WORK INSTRUCTION: The listing below is to be copied exactly, with pictures excluded.

MATERIAL FOR THIS TASK:
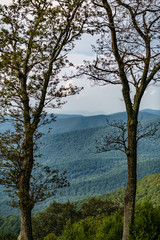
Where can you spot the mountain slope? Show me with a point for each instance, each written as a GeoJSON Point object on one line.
{"type": "Point", "coordinates": [148, 187]}
{"type": "Point", "coordinates": [90, 173]}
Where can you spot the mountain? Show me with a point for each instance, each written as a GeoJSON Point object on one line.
{"type": "Point", "coordinates": [71, 145]}
{"type": "Point", "coordinates": [148, 187]}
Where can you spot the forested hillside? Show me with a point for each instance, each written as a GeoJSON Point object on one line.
{"type": "Point", "coordinates": [147, 188]}
{"type": "Point", "coordinates": [71, 146]}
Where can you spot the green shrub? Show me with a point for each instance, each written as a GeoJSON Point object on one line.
{"type": "Point", "coordinates": [50, 236]}
{"type": "Point", "coordinates": [147, 222]}
{"type": "Point", "coordinates": [8, 236]}
{"type": "Point", "coordinates": [95, 228]}
{"type": "Point", "coordinates": [111, 228]}
{"type": "Point", "coordinates": [85, 229]}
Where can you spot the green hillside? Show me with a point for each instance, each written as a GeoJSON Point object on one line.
{"type": "Point", "coordinates": [72, 147]}
{"type": "Point", "coordinates": [147, 187]}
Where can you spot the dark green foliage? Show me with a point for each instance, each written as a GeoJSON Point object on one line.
{"type": "Point", "coordinates": [96, 207]}
{"type": "Point", "coordinates": [50, 236]}
{"type": "Point", "coordinates": [10, 224]}
{"type": "Point", "coordinates": [90, 174]}
{"type": "Point", "coordinates": [111, 227]}
{"type": "Point", "coordinates": [8, 236]}
{"type": "Point", "coordinates": [95, 228]}
{"type": "Point", "coordinates": [53, 219]}
{"type": "Point", "coordinates": [148, 187]}
{"type": "Point", "coordinates": [147, 222]}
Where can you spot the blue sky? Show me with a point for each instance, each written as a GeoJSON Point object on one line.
{"type": "Point", "coordinates": [97, 99]}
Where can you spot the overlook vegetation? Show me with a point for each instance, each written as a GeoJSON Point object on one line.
{"type": "Point", "coordinates": [70, 146]}
{"type": "Point", "coordinates": [101, 211]}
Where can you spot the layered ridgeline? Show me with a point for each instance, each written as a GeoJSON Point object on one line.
{"type": "Point", "coordinates": [71, 146]}
{"type": "Point", "coordinates": [147, 188]}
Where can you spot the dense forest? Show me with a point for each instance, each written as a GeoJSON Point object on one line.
{"type": "Point", "coordinates": [72, 147]}
{"type": "Point", "coordinates": [89, 216]}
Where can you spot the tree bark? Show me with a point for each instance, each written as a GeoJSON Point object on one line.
{"type": "Point", "coordinates": [26, 224]}
{"type": "Point", "coordinates": [25, 202]}
{"type": "Point", "coordinates": [130, 193]}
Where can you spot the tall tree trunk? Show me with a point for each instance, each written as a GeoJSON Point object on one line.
{"type": "Point", "coordinates": [25, 202]}
{"type": "Point", "coordinates": [130, 193]}
{"type": "Point", "coordinates": [26, 224]}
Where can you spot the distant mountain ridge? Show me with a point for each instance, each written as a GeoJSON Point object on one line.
{"type": "Point", "coordinates": [70, 146]}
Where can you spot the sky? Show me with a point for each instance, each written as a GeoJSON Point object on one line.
{"type": "Point", "coordinates": [97, 99]}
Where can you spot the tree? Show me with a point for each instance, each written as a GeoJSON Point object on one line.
{"type": "Point", "coordinates": [35, 38]}
{"type": "Point", "coordinates": [127, 55]}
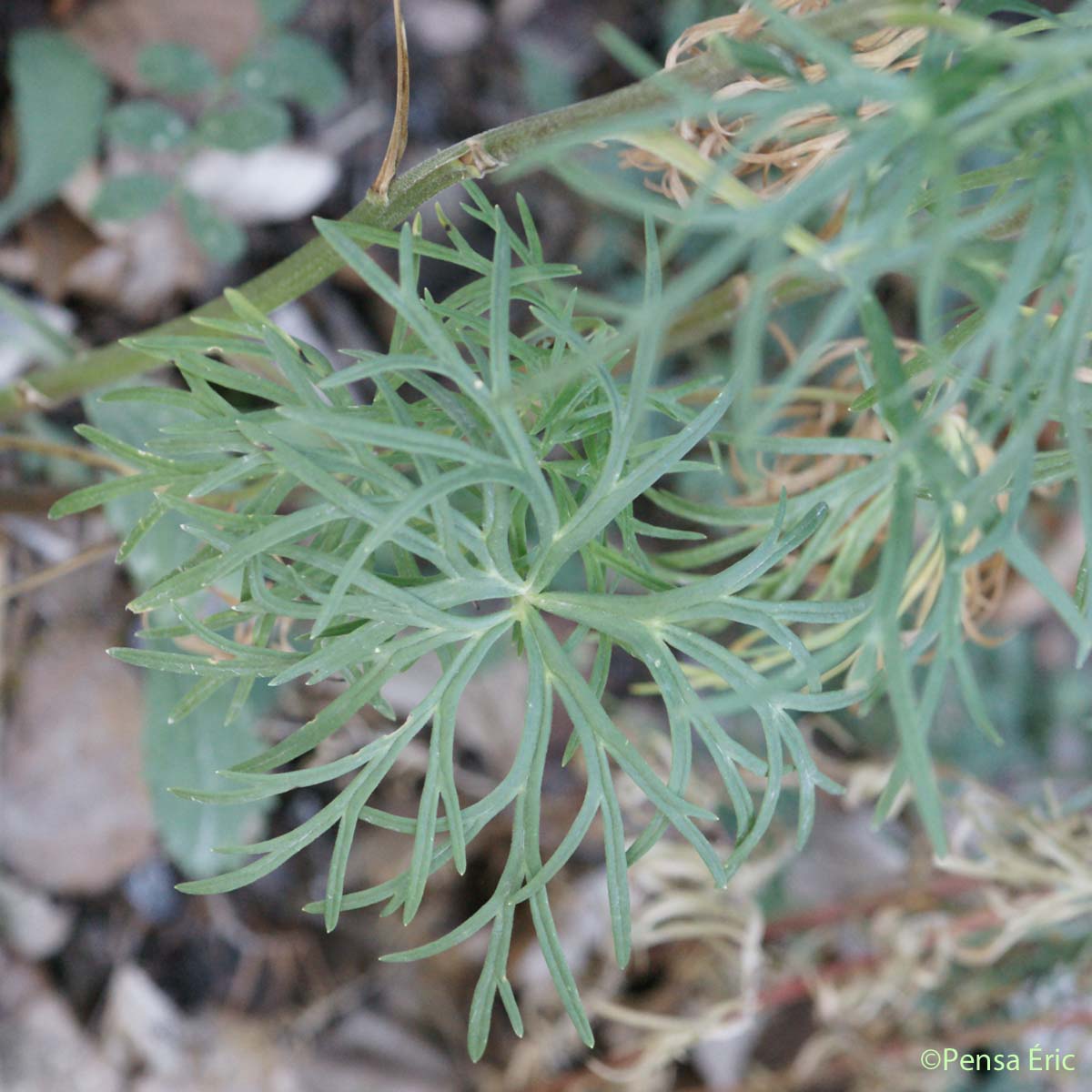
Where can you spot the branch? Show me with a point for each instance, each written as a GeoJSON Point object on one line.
{"type": "Point", "coordinates": [317, 261]}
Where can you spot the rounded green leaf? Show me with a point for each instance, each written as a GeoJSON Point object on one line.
{"type": "Point", "coordinates": [293, 68]}
{"type": "Point", "coordinates": [147, 126]}
{"type": "Point", "coordinates": [177, 69]}
{"type": "Point", "coordinates": [222, 240]}
{"type": "Point", "coordinates": [247, 126]}
{"type": "Point", "coordinates": [130, 197]}
{"type": "Point", "coordinates": [281, 11]}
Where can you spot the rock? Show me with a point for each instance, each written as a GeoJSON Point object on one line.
{"type": "Point", "coordinates": [32, 925]}
{"type": "Point", "coordinates": [271, 186]}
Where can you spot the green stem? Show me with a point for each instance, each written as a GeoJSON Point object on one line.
{"type": "Point", "coordinates": [317, 261]}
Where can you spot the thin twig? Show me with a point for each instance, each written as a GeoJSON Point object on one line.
{"type": "Point", "coordinates": [44, 577]}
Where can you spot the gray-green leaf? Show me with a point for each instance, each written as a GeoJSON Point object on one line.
{"type": "Point", "coordinates": [293, 68]}
{"type": "Point", "coordinates": [59, 97]}
{"type": "Point", "coordinates": [130, 197]}
{"type": "Point", "coordinates": [147, 126]}
{"type": "Point", "coordinates": [281, 11]}
{"type": "Point", "coordinates": [222, 240]}
{"type": "Point", "coordinates": [177, 69]}
{"type": "Point", "coordinates": [247, 126]}
{"type": "Point", "coordinates": [187, 754]}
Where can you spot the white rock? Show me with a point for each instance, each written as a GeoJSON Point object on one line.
{"type": "Point", "coordinates": [273, 185]}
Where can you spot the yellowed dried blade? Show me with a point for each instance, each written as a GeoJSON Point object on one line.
{"type": "Point", "coordinates": [399, 130]}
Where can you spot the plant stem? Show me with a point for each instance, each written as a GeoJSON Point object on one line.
{"type": "Point", "coordinates": [316, 261]}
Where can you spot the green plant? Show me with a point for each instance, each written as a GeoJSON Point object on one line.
{"type": "Point", "coordinates": [862, 491]}
{"type": "Point", "coordinates": [60, 98]}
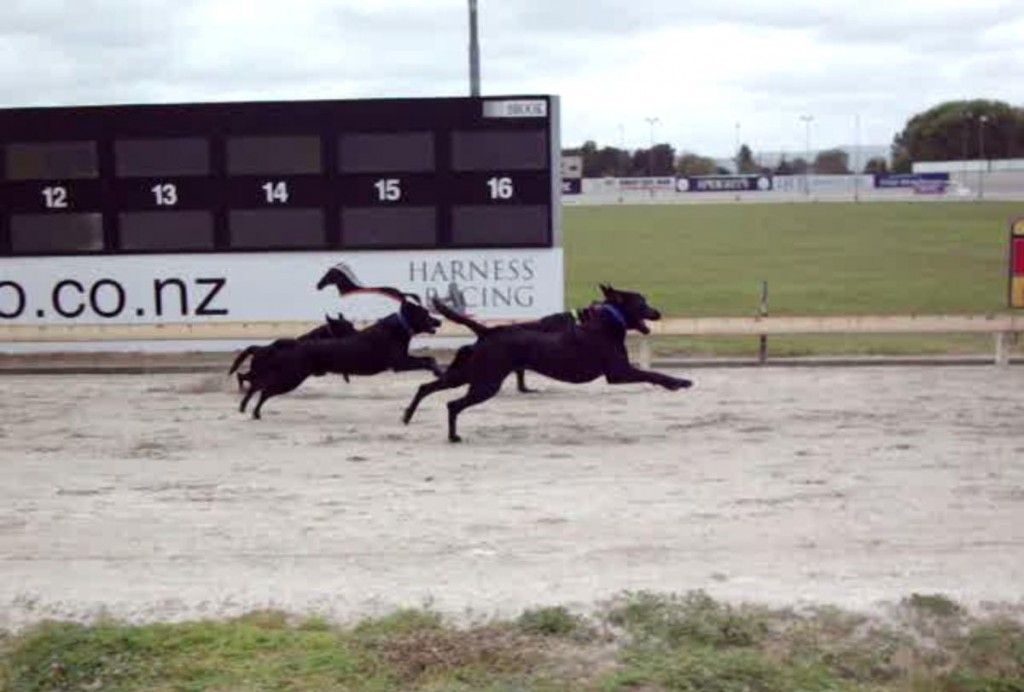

OUTPUT OF THE EXERCISE:
Where can you spot the mountain slope? Show me with a point for each instance, each written as a GeoJSON Point object on one line.
{"type": "Point", "coordinates": [148, 187]}
{"type": "Point", "coordinates": [90, 173]}
Where can you spot the mountain? Show me with a point for each instance, each written as a GeoJSON Point object on one line.
{"type": "Point", "coordinates": [71, 145]}
{"type": "Point", "coordinates": [148, 187]}
Where can you spot the forested hillside? Show me with a point for each instance, each written as a GeoJSON Point object on one line.
{"type": "Point", "coordinates": [147, 188]}
{"type": "Point", "coordinates": [71, 146]}
Where can you spot the green shrub? Show me with a point for each instance, each written as a GeoJSON Point object on one line.
{"type": "Point", "coordinates": [50, 236]}
{"type": "Point", "coordinates": [147, 222]}
{"type": "Point", "coordinates": [8, 236]}
{"type": "Point", "coordinates": [95, 228]}
{"type": "Point", "coordinates": [111, 228]}
{"type": "Point", "coordinates": [85, 229]}
Where can you spot the green hillside? Show me with a point for each instance, each written as a GeoJSON Point object on one line.
{"type": "Point", "coordinates": [72, 147]}
{"type": "Point", "coordinates": [147, 187]}
Where can you spot the dark green foliage? Show me with a point for each instance, each written as a GeoJSON Point object on one line.
{"type": "Point", "coordinates": [96, 207]}
{"type": "Point", "coordinates": [50, 236]}
{"type": "Point", "coordinates": [10, 224]}
{"type": "Point", "coordinates": [90, 174]}
{"type": "Point", "coordinates": [111, 227]}
{"type": "Point", "coordinates": [8, 236]}
{"type": "Point", "coordinates": [95, 228]}
{"type": "Point", "coordinates": [53, 219]}
{"type": "Point", "coordinates": [148, 187]}
{"type": "Point", "coordinates": [147, 222]}
Where can you spot the blue sky? Show me with a point for each instance, each written as a GeoJSON Point object on one line.
{"type": "Point", "coordinates": [97, 99]}
Where can you spot the overlook vegetation? Show me with a point for each instance, each written as a GeoJSON Point object on one line.
{"type": "Point", "coordinates": [70, 146]}
{"type": "Point", "coordinates": [101, 211]}
Where can you spot the layered ridgeline? Show me with a point for each instance, each written as a GeoJSON Point object on one line.
{"type": "Point", "coordinates": [71, 146]}
{"type": "Point", "coordinates": [147, 188]}
Where can you spot the dense forest? Show me with a point for each instance, each written as a GeoJSON Point object on one line.
{"type": "Point", "coordinates": [72, 147]}
{"type": "Point", "coordinates": [89, 216]}
Where can you spot the tree bark? Show me with a point for each instance, each written as a GeoJSON Point object on one line.
{"type": "Point", "coordinates": [26, 224]}
{"type": "Point", "coordinates": [25, 202]}
{"type": "Point", "coordinates": [130, 193]}
Where can you spot the tall tree trunk? Show me with a point for each instance, each written as a GeoJSON Point object on one line.
{"type": "Point", "coordinates": [25, 202]}
{"type": "Point", "coordinates": [130, 193]}
{"type": "Point", "coordinates": [26, 224]}
Where can you spot the distant mountain ridge? Show me with a point for each instance, each written as a GeoJSON Point object on one line.
{"type": "Point", "coordinates": [70, 146]}
Where can you spot the sky? Show me with a point for each instance, each written as a GeoJSON Point object on one line.
{"type": "Point", "coordinates": [97, 99]}
Where can you spot the tree? Show me with a point for each instance, each written as a GeoJSON Point object on one line.
{"type": "Point", "coordinates": [35, 38]}
{"type": "Point", "coordinates": [127, 55]}
Where can you spot the branch? Show me with a point for each instance, each written as a GeoJSON Point object on one line.
{"type": "Point", "coordinates": [317, 261]}
Where can you spot the rounded green leaf? Show me with a point for each instance, each written as a GeoJSON Point object on one line.
{"type": "Point", "coordinates": [293, 68]}
{"type": "Point", "coordinates": [147, 126]}
{"type": "Point", "coordinates": [177, 69]}
{"type": "Point", "coordinates": [222, 240]}
{"type": "Point", "coordinates": [247, 126]}
{"type": "Point", "coordinates": [130, 197]}
{"type": "Point", "coordinates": [281, 11]}
Where can you spot the rock? Show me with a point for each instance, each written as a GeoJSON Point object on one line.
{"type": "Point", "coordinates": [32, 925]}
{"type": "Point", "coordinates": [271, 186]}
Where can you spot the green stem? Show me with a point for each instance, each written as a GeoJSON Point object on one line.
{"type": "Point", "coordinates": [317, 261]}
Where can you spot the thin twig? Show me with a point for each instance, each written as a GeoJSON Point object on one line.
{"type": "Point", "coordinates": [44, 577]}
Where can you spot the gray-green leaf? Show me with a point for each instance, each written as a GeoJSON Point object on one line.
{"type": "Point", "coordinates": [293, 68]}
{"type": "Point", "coordinates": [59, 97]}
{"type": "Point", "coordinates": [130, 197]}
{"type": "Point", "coordinates": [147, 126]}
{"type": "Point", "coordinates": [281, 11]}
{"type": "Point", "coordinates": [222, 240]}
{"type": "Point", "coordinates": [177, 69]}
{"type": "Point", "coordinates": [247, 126]}
{"type": "Point", "coordinates": [187, 754]}
Where can you spot the white rock? Show me with a point for each instance, each written as a GeoJSON Point object on one line.
{"type": "Point", "coordinates": [273, 185]}
Where can you spot the yellowed dried blade? Show me with a point for each instance, each written as a GeoJSON Point object on one line.
{"type": "Point", "coordinates": [399, 130]}
Where can you spot the plant stem? Show me with a point for each instance, each written as a GeoJSON Point object on one line.
{"type": "Point", "coordinates": [316, 261]}
Where can you spot the green plant? Show me with a point for each instance, each written as a GeoJSON Point object on one line.
{"type": "Point", "coordinates": [862, 491]}
{"type": "Point", "coordinates": [60, 98]}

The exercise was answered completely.